- Your goal: Count the lines in the entries below that contain the word "separate", treating uppercase and lowercase as different, and reply with only that number.

- Source records:
◇ ◇ ◇ ◇ ◇ ◇ ◇

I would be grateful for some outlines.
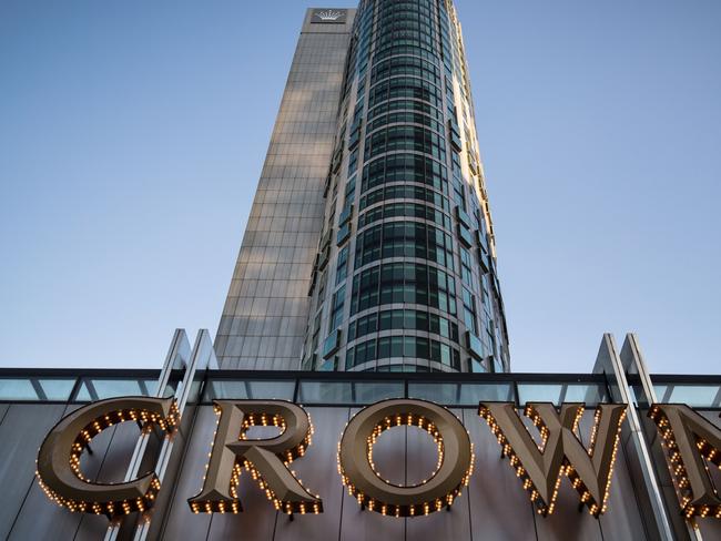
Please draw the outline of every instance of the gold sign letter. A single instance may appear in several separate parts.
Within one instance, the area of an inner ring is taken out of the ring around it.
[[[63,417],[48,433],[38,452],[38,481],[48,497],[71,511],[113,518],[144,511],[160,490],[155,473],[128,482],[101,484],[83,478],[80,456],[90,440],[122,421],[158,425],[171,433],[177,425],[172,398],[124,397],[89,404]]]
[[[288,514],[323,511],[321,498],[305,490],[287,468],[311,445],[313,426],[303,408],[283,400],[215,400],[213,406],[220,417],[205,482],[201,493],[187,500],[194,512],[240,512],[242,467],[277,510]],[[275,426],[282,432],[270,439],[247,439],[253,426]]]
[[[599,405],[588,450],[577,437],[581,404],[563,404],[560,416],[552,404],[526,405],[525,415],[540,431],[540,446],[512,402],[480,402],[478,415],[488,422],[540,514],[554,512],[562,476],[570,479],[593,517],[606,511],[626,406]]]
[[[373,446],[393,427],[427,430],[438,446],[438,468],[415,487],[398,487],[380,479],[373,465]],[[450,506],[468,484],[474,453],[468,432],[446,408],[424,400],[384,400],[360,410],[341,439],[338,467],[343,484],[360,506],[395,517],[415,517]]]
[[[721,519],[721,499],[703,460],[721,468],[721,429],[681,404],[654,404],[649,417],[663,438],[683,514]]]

◇ ◇ ◇ ◇ ◇ ◇ ◇

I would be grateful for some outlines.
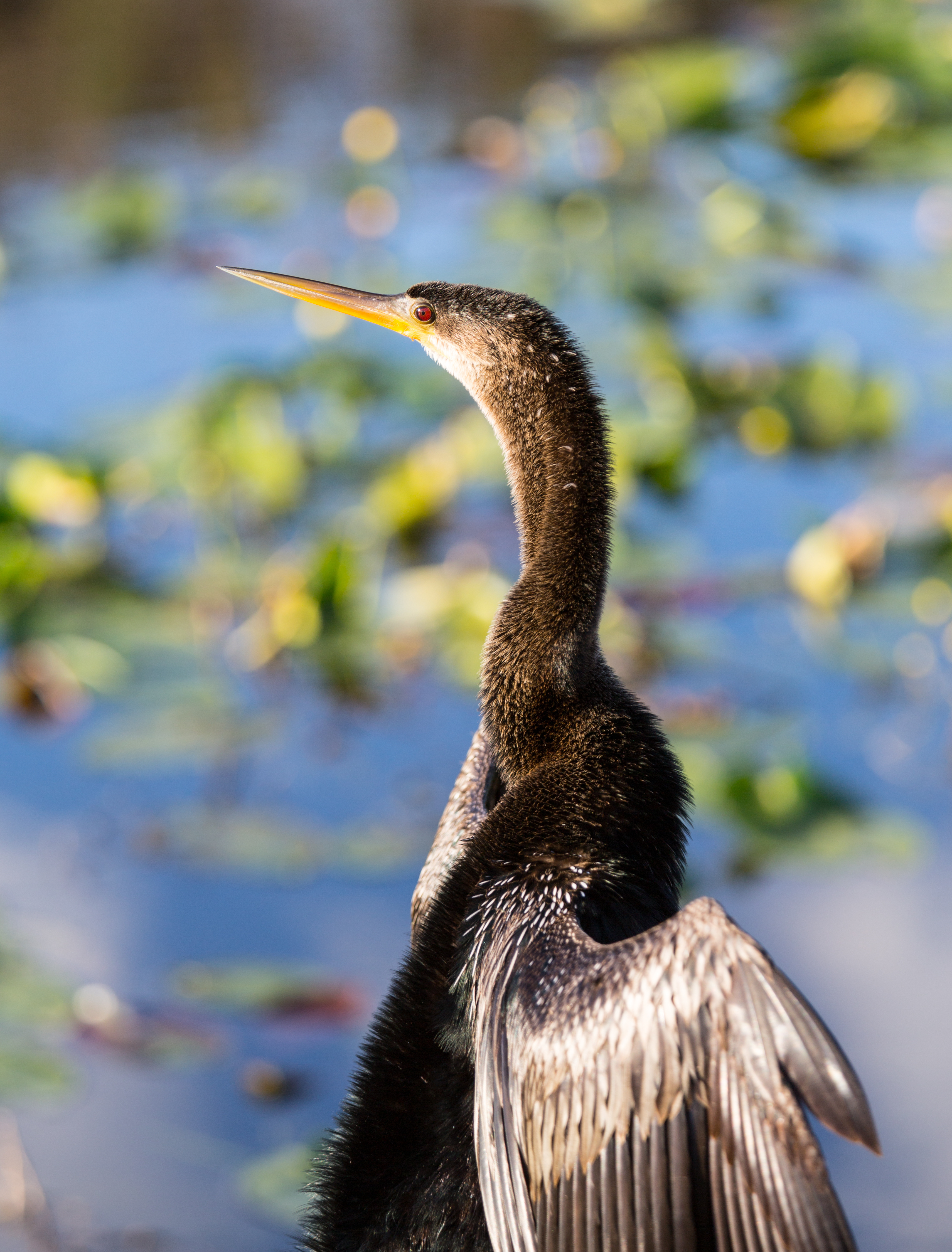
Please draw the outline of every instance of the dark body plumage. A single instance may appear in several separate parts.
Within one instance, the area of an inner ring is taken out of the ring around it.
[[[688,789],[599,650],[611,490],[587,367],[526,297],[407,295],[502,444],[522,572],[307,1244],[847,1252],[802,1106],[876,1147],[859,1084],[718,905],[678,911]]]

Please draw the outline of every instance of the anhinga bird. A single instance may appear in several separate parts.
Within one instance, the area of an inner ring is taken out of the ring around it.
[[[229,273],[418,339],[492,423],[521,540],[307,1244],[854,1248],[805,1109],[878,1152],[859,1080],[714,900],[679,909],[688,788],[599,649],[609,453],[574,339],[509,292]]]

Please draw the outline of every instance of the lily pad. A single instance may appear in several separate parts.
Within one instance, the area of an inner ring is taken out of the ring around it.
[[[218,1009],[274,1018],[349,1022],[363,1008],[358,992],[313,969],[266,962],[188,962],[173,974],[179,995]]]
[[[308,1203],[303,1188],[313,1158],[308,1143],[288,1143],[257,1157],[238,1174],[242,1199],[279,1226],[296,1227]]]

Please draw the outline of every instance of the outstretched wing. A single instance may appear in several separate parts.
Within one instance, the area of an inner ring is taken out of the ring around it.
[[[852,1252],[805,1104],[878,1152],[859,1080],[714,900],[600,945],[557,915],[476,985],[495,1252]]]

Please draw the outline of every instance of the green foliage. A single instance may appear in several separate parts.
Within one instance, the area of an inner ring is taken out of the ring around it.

◇ ◇ ◇ ◇ ◇ ◇ ◇

- Solution for this exercise: 6